(Listed records)
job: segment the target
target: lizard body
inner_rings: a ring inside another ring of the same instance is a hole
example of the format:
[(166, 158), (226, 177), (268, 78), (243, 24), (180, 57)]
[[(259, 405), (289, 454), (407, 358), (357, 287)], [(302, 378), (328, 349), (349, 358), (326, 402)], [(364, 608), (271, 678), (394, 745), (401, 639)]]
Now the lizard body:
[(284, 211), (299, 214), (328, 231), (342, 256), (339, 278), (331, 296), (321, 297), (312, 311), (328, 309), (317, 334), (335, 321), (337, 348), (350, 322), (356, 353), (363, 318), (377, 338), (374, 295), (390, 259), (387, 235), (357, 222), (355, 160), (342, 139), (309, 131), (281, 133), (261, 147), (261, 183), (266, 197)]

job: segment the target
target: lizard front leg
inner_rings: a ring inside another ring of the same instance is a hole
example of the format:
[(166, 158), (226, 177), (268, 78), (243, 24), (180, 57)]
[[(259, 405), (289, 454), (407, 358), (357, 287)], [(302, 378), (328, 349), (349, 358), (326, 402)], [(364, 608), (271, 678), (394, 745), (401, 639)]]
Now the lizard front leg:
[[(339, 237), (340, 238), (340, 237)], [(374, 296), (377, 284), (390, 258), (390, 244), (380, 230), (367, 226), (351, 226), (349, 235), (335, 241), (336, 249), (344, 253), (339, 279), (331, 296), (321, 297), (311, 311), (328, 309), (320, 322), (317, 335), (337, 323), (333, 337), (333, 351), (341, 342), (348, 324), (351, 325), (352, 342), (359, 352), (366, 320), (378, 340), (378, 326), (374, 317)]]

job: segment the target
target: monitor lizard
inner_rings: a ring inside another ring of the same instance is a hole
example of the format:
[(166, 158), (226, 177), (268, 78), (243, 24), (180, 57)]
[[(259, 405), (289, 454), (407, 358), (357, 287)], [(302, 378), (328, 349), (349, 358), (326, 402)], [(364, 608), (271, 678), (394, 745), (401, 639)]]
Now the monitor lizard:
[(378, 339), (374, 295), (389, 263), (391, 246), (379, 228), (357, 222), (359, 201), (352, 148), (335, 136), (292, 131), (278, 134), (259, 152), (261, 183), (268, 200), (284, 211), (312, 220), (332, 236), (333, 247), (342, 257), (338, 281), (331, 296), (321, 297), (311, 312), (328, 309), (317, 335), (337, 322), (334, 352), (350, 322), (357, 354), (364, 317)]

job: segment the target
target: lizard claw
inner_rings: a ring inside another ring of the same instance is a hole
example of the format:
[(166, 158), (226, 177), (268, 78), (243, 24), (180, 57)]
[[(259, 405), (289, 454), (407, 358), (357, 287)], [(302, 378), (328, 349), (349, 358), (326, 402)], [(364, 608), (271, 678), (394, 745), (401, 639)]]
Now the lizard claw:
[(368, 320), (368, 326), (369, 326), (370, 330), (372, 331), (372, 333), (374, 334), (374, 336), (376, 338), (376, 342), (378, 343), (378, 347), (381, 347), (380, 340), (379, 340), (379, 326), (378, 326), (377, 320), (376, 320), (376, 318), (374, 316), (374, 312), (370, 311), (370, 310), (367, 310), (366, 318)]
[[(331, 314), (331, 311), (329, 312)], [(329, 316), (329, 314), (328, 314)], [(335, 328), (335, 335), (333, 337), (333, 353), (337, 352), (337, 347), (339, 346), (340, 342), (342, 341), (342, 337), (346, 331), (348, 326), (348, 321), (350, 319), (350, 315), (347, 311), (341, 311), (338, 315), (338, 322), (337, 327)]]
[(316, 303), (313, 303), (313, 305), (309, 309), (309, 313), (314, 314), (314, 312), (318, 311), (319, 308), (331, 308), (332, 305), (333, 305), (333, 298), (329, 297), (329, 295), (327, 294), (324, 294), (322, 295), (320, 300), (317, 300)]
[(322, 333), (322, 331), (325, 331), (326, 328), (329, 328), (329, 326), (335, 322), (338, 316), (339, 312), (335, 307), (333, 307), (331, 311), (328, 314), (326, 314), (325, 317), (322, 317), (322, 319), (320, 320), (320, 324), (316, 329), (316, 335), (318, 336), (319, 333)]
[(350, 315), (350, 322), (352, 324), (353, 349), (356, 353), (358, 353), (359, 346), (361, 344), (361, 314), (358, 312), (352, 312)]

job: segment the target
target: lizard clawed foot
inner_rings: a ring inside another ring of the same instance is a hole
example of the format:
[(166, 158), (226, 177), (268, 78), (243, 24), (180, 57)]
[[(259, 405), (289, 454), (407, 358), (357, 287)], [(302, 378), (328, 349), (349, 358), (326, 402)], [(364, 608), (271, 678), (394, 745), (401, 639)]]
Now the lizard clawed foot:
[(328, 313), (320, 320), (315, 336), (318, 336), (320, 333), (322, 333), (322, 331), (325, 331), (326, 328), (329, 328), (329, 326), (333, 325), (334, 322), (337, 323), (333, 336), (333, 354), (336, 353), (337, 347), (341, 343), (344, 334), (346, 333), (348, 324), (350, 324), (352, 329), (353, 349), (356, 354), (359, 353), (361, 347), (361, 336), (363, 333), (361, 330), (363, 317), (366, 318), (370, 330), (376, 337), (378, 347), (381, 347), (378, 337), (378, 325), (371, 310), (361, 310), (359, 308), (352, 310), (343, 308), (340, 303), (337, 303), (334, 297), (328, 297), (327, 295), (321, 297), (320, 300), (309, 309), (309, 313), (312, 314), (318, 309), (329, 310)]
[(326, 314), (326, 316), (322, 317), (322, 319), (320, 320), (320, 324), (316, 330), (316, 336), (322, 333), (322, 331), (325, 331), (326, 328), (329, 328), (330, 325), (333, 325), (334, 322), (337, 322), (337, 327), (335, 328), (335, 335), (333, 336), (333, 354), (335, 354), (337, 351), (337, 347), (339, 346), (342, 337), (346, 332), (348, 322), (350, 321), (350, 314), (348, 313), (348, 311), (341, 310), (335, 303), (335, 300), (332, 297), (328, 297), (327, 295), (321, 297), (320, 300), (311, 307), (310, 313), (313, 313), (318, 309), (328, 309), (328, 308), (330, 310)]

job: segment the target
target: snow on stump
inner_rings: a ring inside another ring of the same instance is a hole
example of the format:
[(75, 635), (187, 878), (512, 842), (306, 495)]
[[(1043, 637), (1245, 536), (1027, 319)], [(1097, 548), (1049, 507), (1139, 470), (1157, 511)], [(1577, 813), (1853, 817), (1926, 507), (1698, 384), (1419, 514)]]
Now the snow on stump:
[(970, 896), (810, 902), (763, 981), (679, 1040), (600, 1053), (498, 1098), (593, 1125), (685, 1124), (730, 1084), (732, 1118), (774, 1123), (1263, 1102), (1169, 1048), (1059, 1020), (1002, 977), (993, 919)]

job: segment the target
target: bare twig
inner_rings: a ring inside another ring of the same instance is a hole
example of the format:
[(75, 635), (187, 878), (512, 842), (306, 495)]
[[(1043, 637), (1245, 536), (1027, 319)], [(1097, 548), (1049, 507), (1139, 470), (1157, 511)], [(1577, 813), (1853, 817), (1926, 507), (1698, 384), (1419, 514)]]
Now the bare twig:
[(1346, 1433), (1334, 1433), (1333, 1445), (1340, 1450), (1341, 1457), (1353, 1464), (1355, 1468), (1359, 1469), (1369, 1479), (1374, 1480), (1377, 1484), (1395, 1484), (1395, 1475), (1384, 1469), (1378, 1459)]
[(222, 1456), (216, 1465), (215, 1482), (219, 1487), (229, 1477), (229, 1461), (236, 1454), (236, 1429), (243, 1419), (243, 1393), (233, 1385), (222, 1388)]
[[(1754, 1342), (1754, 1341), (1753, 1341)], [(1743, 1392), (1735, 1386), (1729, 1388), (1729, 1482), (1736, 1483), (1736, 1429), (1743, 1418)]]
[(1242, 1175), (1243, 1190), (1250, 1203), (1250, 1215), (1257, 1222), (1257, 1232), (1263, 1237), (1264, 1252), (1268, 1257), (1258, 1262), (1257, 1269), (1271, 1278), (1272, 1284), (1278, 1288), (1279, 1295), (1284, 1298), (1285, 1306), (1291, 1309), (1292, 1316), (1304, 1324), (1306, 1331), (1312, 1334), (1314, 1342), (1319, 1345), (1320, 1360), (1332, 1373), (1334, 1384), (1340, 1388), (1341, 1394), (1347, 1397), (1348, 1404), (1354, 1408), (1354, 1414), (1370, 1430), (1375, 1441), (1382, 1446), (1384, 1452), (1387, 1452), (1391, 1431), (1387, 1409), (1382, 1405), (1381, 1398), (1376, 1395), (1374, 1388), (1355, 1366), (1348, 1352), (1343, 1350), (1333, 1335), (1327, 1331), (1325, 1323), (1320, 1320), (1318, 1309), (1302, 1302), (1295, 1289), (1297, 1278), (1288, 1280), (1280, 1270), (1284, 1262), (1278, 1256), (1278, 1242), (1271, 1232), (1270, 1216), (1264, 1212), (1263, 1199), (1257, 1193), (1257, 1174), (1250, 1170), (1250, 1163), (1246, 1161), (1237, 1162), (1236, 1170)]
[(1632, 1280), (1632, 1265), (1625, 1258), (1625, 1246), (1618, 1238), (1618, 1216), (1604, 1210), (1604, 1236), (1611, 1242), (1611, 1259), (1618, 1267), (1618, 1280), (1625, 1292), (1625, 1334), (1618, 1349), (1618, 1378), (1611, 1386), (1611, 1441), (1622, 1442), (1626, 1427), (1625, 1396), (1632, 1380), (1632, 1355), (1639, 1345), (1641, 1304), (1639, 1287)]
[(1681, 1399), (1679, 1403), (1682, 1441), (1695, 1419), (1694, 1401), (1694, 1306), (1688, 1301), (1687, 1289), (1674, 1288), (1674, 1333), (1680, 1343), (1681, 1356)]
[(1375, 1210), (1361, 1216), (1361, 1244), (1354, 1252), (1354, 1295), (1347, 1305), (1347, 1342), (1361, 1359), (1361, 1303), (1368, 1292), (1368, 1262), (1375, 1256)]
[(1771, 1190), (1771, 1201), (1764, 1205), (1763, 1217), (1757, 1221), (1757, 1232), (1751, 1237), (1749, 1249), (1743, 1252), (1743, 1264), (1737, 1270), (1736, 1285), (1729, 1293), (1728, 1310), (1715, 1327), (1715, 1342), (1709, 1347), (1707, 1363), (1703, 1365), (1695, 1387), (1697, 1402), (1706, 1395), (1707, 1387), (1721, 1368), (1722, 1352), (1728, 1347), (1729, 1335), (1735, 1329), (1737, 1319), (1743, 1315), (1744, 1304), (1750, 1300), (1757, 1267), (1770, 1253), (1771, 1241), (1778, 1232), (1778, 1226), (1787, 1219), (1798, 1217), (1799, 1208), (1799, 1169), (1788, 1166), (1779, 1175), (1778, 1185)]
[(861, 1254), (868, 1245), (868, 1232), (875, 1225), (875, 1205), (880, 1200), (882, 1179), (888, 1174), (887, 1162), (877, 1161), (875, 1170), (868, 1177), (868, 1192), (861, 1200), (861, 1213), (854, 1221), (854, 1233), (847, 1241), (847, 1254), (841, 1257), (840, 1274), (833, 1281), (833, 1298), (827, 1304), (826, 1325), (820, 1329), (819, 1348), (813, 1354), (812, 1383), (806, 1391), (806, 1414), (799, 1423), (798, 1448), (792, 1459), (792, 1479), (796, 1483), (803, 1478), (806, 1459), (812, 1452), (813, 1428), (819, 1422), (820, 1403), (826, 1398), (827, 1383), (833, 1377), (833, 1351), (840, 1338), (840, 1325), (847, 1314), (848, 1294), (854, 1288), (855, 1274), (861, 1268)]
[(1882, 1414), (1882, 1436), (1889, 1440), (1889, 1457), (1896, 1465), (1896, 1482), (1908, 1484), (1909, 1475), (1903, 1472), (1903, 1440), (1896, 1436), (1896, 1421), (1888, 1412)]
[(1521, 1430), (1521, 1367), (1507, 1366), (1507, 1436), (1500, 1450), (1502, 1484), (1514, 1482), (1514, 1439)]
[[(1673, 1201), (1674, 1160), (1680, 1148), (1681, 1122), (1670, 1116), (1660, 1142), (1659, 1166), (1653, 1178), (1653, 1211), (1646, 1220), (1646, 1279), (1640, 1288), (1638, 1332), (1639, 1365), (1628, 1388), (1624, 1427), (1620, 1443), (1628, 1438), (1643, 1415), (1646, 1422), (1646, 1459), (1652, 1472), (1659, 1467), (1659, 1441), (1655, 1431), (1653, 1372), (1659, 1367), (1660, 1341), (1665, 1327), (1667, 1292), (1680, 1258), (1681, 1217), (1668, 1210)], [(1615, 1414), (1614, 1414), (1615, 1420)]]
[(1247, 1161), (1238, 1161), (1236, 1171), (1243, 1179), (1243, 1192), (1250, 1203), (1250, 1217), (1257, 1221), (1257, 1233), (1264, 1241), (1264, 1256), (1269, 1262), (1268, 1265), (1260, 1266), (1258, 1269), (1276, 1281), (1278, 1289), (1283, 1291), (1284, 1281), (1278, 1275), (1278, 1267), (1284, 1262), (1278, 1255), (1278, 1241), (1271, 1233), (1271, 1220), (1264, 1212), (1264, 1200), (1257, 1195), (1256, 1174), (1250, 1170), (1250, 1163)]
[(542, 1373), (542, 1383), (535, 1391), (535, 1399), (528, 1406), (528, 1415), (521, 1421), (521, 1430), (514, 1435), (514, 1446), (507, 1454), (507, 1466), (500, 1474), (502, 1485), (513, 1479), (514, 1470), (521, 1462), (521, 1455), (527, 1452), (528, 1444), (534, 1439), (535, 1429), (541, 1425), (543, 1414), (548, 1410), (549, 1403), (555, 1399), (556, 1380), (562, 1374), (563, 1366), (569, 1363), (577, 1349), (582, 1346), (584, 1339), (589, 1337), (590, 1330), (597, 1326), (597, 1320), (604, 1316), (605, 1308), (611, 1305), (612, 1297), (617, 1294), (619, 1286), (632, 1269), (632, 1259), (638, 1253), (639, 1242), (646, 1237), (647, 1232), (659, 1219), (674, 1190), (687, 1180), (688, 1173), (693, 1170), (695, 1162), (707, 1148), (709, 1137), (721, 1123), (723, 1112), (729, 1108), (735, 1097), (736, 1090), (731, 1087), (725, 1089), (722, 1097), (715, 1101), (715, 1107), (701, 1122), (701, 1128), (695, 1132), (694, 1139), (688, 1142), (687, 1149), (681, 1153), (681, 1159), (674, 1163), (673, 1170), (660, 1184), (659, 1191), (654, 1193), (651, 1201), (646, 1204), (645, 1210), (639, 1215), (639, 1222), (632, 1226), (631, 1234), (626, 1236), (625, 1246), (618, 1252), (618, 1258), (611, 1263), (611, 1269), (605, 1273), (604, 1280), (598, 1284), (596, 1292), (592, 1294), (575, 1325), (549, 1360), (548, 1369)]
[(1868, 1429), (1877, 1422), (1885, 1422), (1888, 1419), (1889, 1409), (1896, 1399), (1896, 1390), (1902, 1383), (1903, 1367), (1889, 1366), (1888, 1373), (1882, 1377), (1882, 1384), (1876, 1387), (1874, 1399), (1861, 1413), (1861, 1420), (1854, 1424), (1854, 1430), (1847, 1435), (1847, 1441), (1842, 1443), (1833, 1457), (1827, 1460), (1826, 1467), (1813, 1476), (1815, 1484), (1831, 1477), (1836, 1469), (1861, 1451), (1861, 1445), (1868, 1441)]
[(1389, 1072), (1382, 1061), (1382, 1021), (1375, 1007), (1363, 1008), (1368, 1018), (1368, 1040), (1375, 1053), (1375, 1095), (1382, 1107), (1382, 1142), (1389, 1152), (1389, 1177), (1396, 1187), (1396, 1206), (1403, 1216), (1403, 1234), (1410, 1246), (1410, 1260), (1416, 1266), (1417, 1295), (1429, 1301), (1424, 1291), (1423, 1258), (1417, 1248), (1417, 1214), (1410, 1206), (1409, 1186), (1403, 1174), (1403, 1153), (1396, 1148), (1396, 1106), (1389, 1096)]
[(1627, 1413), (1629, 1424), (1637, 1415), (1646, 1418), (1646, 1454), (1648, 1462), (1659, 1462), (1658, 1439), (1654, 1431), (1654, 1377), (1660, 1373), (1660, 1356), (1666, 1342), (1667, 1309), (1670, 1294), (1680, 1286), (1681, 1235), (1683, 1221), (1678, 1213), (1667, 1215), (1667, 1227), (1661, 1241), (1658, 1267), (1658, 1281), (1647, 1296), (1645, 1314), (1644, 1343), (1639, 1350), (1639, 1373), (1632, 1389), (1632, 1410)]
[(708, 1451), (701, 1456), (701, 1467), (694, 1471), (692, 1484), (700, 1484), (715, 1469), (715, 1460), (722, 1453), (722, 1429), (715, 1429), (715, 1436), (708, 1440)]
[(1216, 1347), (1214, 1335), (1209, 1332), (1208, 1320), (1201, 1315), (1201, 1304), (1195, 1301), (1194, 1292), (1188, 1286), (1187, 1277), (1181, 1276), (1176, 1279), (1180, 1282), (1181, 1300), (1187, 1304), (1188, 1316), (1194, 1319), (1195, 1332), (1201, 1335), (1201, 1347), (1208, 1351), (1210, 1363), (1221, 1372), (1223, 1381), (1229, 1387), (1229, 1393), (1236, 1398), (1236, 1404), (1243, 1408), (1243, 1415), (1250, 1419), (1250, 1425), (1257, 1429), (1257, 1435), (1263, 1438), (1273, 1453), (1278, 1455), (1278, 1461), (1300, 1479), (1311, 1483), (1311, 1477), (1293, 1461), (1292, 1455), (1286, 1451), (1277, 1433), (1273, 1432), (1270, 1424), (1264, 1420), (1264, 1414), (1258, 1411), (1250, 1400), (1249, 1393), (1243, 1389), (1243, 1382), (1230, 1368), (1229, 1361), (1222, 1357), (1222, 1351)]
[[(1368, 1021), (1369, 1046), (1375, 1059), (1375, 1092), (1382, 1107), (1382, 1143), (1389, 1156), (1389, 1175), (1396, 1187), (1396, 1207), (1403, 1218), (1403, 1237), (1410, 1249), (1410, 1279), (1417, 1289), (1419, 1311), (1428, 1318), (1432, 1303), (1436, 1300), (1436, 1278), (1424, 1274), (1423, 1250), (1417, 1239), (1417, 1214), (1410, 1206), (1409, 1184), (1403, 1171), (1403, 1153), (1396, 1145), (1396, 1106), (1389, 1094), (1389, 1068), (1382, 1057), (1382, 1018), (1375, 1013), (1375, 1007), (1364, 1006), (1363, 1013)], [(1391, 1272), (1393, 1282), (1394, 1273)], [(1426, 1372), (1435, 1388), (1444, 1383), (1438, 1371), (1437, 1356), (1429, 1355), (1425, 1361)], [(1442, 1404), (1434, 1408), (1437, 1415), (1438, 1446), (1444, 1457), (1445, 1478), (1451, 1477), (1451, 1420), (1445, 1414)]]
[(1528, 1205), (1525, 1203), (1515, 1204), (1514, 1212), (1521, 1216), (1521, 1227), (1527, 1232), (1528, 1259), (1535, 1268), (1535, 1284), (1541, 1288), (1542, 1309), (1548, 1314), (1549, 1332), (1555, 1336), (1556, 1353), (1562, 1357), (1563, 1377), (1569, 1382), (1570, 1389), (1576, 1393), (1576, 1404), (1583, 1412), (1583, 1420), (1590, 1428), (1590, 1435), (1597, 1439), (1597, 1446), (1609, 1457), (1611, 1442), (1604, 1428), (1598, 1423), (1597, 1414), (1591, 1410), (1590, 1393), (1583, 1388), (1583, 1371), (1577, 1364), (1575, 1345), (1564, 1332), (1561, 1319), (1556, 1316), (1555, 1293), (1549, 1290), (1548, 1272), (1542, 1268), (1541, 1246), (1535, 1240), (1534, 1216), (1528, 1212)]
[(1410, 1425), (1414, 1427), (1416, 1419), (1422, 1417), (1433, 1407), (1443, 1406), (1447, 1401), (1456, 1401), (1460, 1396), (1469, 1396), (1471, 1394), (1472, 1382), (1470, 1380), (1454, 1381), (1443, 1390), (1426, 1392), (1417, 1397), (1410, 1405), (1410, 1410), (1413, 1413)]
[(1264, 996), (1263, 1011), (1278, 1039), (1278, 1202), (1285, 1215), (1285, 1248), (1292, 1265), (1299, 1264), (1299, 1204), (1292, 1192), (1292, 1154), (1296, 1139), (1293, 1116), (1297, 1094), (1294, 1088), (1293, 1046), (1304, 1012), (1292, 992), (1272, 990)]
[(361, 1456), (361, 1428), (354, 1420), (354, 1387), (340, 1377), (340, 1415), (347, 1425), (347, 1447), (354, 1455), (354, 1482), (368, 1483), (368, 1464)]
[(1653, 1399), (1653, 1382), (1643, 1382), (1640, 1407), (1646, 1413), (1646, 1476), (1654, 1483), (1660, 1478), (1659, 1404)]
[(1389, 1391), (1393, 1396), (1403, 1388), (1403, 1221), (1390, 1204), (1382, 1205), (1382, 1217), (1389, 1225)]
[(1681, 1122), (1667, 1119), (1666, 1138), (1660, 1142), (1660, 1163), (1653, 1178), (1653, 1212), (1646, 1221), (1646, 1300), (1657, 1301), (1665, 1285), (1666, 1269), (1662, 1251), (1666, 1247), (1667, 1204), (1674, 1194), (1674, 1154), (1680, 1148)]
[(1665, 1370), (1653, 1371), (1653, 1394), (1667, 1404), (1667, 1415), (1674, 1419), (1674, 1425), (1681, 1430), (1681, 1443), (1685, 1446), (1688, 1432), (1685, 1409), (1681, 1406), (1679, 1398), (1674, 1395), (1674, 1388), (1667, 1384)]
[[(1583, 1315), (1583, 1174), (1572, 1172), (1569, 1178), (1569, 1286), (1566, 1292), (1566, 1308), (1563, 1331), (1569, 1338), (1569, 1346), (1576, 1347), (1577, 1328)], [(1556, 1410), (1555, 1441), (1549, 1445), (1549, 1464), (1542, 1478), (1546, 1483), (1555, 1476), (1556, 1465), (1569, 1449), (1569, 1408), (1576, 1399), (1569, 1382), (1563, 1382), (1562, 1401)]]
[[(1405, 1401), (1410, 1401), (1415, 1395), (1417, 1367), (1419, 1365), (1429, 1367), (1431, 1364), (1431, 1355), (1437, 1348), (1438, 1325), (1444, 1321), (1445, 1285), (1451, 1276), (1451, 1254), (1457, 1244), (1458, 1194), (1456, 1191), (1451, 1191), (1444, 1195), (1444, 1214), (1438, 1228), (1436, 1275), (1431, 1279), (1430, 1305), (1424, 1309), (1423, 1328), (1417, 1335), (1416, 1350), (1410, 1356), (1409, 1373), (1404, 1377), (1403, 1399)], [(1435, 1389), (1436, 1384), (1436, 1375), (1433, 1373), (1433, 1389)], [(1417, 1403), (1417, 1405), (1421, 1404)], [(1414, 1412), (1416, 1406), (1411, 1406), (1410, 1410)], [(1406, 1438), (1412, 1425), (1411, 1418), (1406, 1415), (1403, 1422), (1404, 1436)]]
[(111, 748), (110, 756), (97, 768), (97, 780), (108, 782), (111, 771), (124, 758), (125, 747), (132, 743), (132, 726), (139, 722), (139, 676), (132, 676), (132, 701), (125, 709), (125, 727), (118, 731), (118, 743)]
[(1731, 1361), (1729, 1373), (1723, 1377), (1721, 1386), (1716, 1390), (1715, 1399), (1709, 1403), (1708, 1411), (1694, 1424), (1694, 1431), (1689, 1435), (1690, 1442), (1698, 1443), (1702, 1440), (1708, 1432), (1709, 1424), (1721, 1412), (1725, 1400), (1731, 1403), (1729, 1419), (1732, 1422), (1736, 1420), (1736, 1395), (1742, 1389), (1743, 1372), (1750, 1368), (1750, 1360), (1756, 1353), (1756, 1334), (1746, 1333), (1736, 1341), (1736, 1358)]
(End Listed records)
**What the task asks**
The reply should consist solely of the lines of the data, exact, from the opening line through the line with "target: lizard front leg", inclusive.

**Task answer**
job: segment the target
target: lizard body
inner_rings: a ring inside another ring of the same instance is a hole
example of the format:
[(166, 158), (226, 177), (268, 78), (243, 24), (180, 57)]
[[(259, 405), (289, 454), (407, 358), (357, 287)], [(302, 378), (328, 349), (349, 358), (326, 402)], [(364, 608), (271, 678), (394, 745), (401, 639)]]
Now the lizard body:
[(284, 211), (299, 214), (328, 231), (342, 256), (339, 278), (331, 296), (321, 297), (312, 311), (328, 309), (317, 334), (335, 321), (337, 348), (350, 322), (356, 353), (363, 318), (377, 338), (374, 295), (390, 259), (387, 235), (357, 222), (355, 160), (342, 139), (309, 131), (281, 133), (261, 147), (261, 183), (266, 197)]

job: segment the target
target: lizard front leg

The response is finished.